Trecho apresentado
· · ·

Foi também uma data prenunciando o retorno a uma espécie de cotidiano, após meses difíceis e rigorosas medidas de isolamento social. A Itália foi o primeiro país da Europa a ser atingido pela crise do coronavírus, e com um número especialmente alto de mortos a prantear.
O Grande Canal perto da Ponte Rialto, em Veneza, é visto com águas claras como resultado da interrupção do tráfego de lanchas após o bloqueio do país durante a nova crise de coronavírus
Andrea Pattaro/AFP
Entretanto, por mais difícil que a situação tenha sido, e ainda é, a covid-19 deu a Veneza um tempo para respirar. Segundo dados oficiais, 12,5 milhões de turistas pernoitaram na cidade em 2019, e cerca de 15 a 16 milhões a visitaram para passeios de um dia.

· · ·

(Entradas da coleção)
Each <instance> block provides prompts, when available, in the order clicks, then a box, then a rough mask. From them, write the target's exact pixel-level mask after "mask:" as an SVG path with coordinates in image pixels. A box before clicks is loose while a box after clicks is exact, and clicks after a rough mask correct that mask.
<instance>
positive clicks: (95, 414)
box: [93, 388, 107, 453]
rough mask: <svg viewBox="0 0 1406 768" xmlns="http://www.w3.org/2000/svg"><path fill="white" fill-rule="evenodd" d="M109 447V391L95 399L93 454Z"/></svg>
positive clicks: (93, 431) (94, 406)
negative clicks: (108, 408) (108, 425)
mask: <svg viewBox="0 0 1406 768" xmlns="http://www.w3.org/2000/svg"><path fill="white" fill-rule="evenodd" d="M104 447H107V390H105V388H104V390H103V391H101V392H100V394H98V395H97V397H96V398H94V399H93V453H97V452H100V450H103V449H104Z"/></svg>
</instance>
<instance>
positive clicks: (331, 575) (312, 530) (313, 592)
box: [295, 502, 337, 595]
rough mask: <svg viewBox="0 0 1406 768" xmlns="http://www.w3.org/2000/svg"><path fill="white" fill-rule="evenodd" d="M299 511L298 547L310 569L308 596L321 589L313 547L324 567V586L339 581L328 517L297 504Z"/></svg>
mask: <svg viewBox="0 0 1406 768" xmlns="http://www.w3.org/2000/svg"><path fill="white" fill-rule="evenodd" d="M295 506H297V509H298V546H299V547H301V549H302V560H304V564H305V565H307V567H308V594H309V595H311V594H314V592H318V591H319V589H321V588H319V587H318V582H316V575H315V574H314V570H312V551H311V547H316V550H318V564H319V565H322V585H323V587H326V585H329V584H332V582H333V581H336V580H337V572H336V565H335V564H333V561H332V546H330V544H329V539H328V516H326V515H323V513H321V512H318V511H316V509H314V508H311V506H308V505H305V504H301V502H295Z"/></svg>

· · ·

Objetivo do exercício
Extraia na íntegra o trecho sobre Veneza e a covid-19, reproduzindo cada palavra sem qualquer alteração.

Resposta esperada
Foi também uma data prenunciando o retorno a uma espécie de cotidiano, após meses difíceis e rigorosas medidas de isolamento social. A Itália foi o primeiro país da Europa a ser atingido pela crise do coronavírus, e com um número especialmente alto de mortos a prantear.
O Grande Canal perto da Ponte Rialto, em Veneza, é visto com águas claras como resultado da interrupção do tráfego de lanchas após o bloqueio do país durante a nova crise de coronavírus
Andrea Pattaro/AFP
Entretanto, por mais difícil que a situação tenha sido, e ainda é, a covid-19 deu a Veneza um tempo para respirar. Segundo dados oficiais, 12,5 milhões de turistas pernoitaram na cidade em 2019, e cerca de 15 a 16 milhões a visitaram para passeios de um dia.